◆ **JOB**: Format each line of the data below as a Markdown table with the columns Row and Line, giving every row its number and skipping blank lines. Leave the pictures out of your answer.

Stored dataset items
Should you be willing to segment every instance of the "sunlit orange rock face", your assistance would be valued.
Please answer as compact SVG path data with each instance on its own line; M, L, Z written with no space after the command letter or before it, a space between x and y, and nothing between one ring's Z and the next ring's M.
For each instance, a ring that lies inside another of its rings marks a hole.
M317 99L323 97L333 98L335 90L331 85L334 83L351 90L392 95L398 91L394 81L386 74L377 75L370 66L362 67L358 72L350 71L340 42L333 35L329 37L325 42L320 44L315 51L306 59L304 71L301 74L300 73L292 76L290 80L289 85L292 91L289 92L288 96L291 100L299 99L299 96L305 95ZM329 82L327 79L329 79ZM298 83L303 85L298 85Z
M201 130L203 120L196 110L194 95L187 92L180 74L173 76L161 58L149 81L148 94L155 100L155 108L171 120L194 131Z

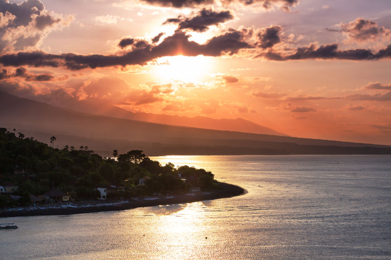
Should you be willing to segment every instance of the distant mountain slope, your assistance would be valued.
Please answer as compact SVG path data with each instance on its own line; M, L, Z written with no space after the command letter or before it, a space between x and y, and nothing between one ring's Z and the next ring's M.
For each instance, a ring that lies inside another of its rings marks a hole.
M0 127L11 131L16 128L17 133L21 130L42 133L44 140L40 140L46 142L49 136L61 136L62 140L56 141L59 145L77 147L93 143L95 147L109 151L122 145L124 150L147 148L151 153L159 151L160 154L391 153L390 146L387 146L214 130L96 116L4 92L0 92ZM68 142L71 140L85 140L88 143L71 144ZM386 150L344 147L348 146Z
M271 128L260 125L241 118L214 119L206 117L194 118L144 112L131 112L112 105L102 103L101 100L57 100L56 106L63 108L101 116L138 120L172 125L188 126L207 129L233 131L263 135L284 136L286 135ZM52 105L53 103L51 103Z

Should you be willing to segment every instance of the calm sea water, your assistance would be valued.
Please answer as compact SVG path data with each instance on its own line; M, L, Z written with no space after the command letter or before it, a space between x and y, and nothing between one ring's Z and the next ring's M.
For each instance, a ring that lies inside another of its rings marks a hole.
M121 212L0 219L1 259L390 259L391 156L153 158L248 192Z

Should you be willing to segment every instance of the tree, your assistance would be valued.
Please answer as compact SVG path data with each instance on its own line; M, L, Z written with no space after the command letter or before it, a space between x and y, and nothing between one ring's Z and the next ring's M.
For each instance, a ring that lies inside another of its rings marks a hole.
M23 135L23 134L22 134L20 132L18 133L18 137L20 139L23 139L23 138L24 138L24 135Z
M126 154L129 156L130 162L133 163L139 163L146 157L145 155L143 153L143 151L140 150L132 150L128 152Z
M54 148L54 141L56 140L56 138L54 136L52 136L50 138L50 142L52 143L52 148Z

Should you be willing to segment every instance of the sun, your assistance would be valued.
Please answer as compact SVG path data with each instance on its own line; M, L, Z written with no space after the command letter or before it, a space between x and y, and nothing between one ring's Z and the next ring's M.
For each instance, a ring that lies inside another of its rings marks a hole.
M201 55L166 57L157 60L153 73L156 80L184 82L201 81L208 77L213 67L213 59Z

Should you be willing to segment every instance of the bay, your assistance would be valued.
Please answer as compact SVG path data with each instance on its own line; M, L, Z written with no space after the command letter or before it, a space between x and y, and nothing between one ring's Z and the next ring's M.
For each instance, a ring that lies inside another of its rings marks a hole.
M391 156L151 158L247 193L120 212L0 219L1 259L389 259Z

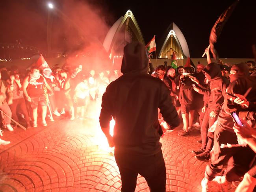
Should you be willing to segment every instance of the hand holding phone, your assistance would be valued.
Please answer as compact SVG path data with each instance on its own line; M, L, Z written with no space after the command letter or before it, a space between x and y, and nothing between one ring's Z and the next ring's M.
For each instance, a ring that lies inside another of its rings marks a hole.
M232 112L230 113L230 115L236 124L240 126L243 127L243 124L241 120L239 118L239 117L236 113L235 112Z

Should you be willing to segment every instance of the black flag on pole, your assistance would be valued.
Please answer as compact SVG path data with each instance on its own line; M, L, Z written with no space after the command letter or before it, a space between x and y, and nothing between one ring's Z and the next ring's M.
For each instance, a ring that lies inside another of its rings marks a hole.
M217 39L221 34L226 22L231 15L239 2L239 0L236 1L235 3L231 5L223 13L211 29L209 41L211 46L211 51L215 59L217 59L218 58L218 56L217 52L214 48L214 44L217 42Z

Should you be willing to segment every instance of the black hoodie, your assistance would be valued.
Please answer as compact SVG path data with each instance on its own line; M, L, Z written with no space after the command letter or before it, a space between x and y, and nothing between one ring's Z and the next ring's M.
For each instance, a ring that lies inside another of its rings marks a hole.
M123 75L110 83L102 97L100 126L107 127L112 117L115 119L115 150L128 154L152 155L161 150L158 108L170 126L180 123L169 90L160 79L147 74L148 67L145 46L138 42L127 44Z
M225 90L228 85L229 81L222 76L221 67L217 63L211 63L208 64L203 71L211 77L208 109L210 112L213 111L217 114L221 109L224 100L223 95L225 94Z

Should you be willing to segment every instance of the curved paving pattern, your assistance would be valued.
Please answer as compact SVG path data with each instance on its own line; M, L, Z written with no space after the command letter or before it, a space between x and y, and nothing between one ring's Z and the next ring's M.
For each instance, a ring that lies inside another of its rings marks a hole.
M199 192L206 164L191 152L200 147L197 131L161 139L167 168L167 191ZM47 127L5 133L0 146L0 191L121 191L120 174L98 123L59 119ZM229 191L234 191L230 189ZM149 191L139 175L136 192Z

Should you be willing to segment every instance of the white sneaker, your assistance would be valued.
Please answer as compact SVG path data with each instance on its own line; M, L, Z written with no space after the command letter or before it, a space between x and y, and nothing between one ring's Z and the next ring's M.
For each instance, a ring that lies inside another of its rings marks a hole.
M33 127L37 127L37 124L36 122L33 122Z
M47 126L47 124L46 123L46 121L45 121L45 120L42 122L42 124L43 124L43 126L44 126L44 127L46 127Z
M52 112L52 113L54 114L55 115L58 116L59 116L61 115L60 113L59 113L58 111L54 111L53 112Z
M10 141L5 141L0 138L0 145L8 145L10 144Z
M196 123L192 125L192 127L200 127L200 124L198 122L197 122Z
M10 131L13 131L13 128L12 127L11 125L7 124L6 125L6 129L7 129Z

◆ **RESPONSE TO THE EXERCISE**:
| Row | Line |
|---|---|
| 1 | Should you be willing to segment every instance of the "sunlit orange rock face", your assistance would be valued. |
| 2 | Please answer as compact SVG path data with each instance on its own line; M, L, Z written with no space after the command letter or before it, a space between x and y, and nothing between one ring's Z and the next ring's M. |
| 3 | For each instance, a ring that lies inside another of its rings marks a hole. |
| 4 | M317 99L323 97L333 98L335 90L331 85L334 83L351 90L392 95L398 91L394 81L386 74L377 75L370 66L362 67L358 72L350 71L340 42L333 35L329 37L325 42L320 44L315 51L306 59L304 71L301 74L300 73L292 76L290 80L289 85L292 91L289 92L288 96L291 100L299 99L299 96L305 95ZM329 82L327 79L329 79ZM298 83L303 85L298 85Z |
| 5 | M201 130L203 120L196 110L194 95L187 92L180 74L173 76L161 58L149 81L148 94L155 100L155 108L171 120L194 131Z |
| 6 | Should you be willing to segment every instance of the distant mountain slope, your assistance would be valued. |
| 7 | Please answer as compact SVG path data with each instance on its own line; M, L, Z written with no space after the command letter or before it, a space between x and y, and nothing between one ring's Z and the next ring's M. |
| 8 | For each instance, a ring that lies inside another of its rings marks a hole. |
| 9 | M0 127L11 131L16 128L17 133L21 130L42 133L44 140L40 140L46 142L49 136L61 136L62 140L56 141L59 145L77 147L93 143L95 147L109 151L122 145L124 150L147 148L151 153L159 151L160 154L391 153L390 146L387 146L214 130L96 116L4 92L0 92ZM68 142L71 140L85 140L88 143L71 144ZM386 150L344 147L348 146Z |
| 10 | M271 128L260 125L241 118L214 119L206 117L194 118L144 112L131 112L112 105L102 103L101 100L57 100L56 106L63 108L101 116L138 120L172 125L188 126L207 129L233 131L263 135L284 136L286 135ZM52 105L53 103L51 103Z |
| 11 | Should you be willing to segment every instance of the calm sea water, your assistance would be valued. |
| 12 | Please answer as compact SVG path data with each instance on its own line; M, L, Z written with no space after the command letter or before it, a space between x and y, and nothing between one ring's Z and the next ring's M. |
| 13 | For each instance, a ring that lies inside another of its rings marks a hole. |
| 14 | M121 212L0 219L1 259L390 259L391 156L153 158L248 192Z |
| 15 | Should you be willing to segment every instance of the tree, your assistance would be valued. |
| 16 | Please answer as compact SVG path data with each instance on its own line; M, L, Z written with no space after the command letter or before it, a space between x and y, and nothing between one ring's Z and the next ring's M. |
| 17 | For each instance, a ring that lies inside another of its rings marks a hole. |
| 18 | M23 135L23 134L22 134L20 132L18 133L18 137L20 139L23 139L23 138L24 138L24 135Z |
| 19 | M126 154L129 156L130 162L133 163L139 163L146 157L145 155L143 153L143 151L140 150L132 150L128 152Z |
| 20 | M54 148L54 141L56 140L56 138L54 136L52 136L50 138L50 142L52 143L52 148Z |
| 21 | Should you be willing to segment every instance of the sun, your assistance would be valued. |
| 22 | Please answer as compact SVG path data with each instance on its own line; M, L, Z written with no space after the command letter or before it, a space between x and y, and nothing between one ring's Z and the next ring's M. |
| 23 | For each instance, a ring that lies inside another of its rings marks a hole. |
| 24 | M201 55L166 57L157 60L153 73L156 80L184 82L201 81L208 77L213 67L213 59Z |
| 25 | Should you be willing to segment every instance of the bay, your assistance would be valued. |
| 26 | Please answer as compact SVG path data with each instance on its own line; M, L, Z written with no space after the command letter or before it, a space between x and y, and nothing between one ring's Z and the next ring's M. |
| 27 | For each instance, a ring that lies inside another of its rings marks a hole. |
| 28 | M391 156L151 158L247 193L120 212L0 219L1 259L389 259Z |
| 29 | Should you be willing to segment every instance of the hand holding phone, your assistance would be valued. |
| 30 | Please answer as compact SVG path data with each instance on its own line; M, L, Z written with no space after the command letter or before it, a space between x and y, and nothing between one ring's Z and the next ring's M. |
| 31 | For each instance, a ring that lies inside another of its rings marks a hole. |
| 32 | M232 112L230 113L230 115L236 124L240 126L243 127L243 124L241 120L239 118L239 117L236 113L235 112Z |
| 33 | Should you be willing to segment every instance of the black flag on pole, your assistance would be valued. |
| 34 | Please answer as compact SVG path data with each instance on its own line; M, L, Z written with no space after the command letter or before it, a space between x and y, and nothing between one ring's Z and the next ring's M. |
| 35 | For each instance, a ring that lies inside another of its rings marks a hole. |
| 36 | M217 39L221 34L226 22L231 15L239 2L239 0L236 1L235 3L231 5L223 13L211 29L209 41L211 46L211 51L215 59L217 59L218 58L218 56L217 52L214 48L214 44L217 42Z |
| 37 | Should you be willing to segment every instance of the black hoodie, your assistance would be valued. |
| 38 | Please answer as compact SVG path data with each instance on its own line; M, L, Z written with no space after the command letter or before it, a space between x and y, and nothing between one ring's Z and the next ring's M. |
| 39 | For each instance, a ring that lies inside another of its rings marks a hole. |
| 40 | M123 75L110 83L102 97L100 126L107 127L112 117L115 119L115 150L128 154L152 155L161 150L158 108L170 126L180 123L169 90L160 79L147 74L148 67L145 46L138 42L127 44Z |
| 41 | M225 90L228 85L229 81L222 76L221 67L217 63L211 63L208 64L203 71L211 77L208 109L210 112L213 111L217 114L221 109L224 100L223 95L225 94Z |
| 42 | Should you be willing to segment every instance of the curved paving pattern, your assistance would be valued. |
| 43 | Please answer as compact SVG path data with each instance on its own line; M, L, Z written with no space after the command letter or before it, a space between x and y, and nothing between one ring's Z and the next ring's M. |
| 44 | For each instance, a ring that lies inside another of its rings marks a hole. |
| 45 | M199 192L206 164L191 152L200 147L197 131L161 139L167 168L167 191ZM47 127L5 133L0 146L0 191L121 191L120 174L98 123L59 119ZM229 191L234 191L230 189ZM149 191L139 175L136 192Z |
| 46 | Should you be willing to segment every instance of the white sneaker, your assistance would be valued. |
| 47 | Please answer as compact SVG path data with each instance on its own line; M, L, Z written with no space after the command letter or before it, a space between x and y, and nothing between one ring's Z and the next ring's M. |
| 48 | For each instance, a ring that lies inside another of its rings marks a hole. |
| 49 | M33 127L37 127L37 124L36 122L33 122Z |
| 50 | M47 126L47 124L46 123L46 121L45 121L45 120L42 122L42 124L43 124L43 126L44 126L44 127L46 127Z |
| 51 | M52 112L52 113L54 114L55 115L58 116L59 116L61 115L60 113L59 113L58 111L54 111L53 112Z |
| 52 | M10 141L5 141L0 138L0 145L8 145L10 144Z |
| 53 | M196 123L192 125L192 127L200 127L200 124L198 122L197 122Z |
| 54 | M10 131L13 131L13 128L12 127L11 125L7 124L6 125L6 129L7 129Z |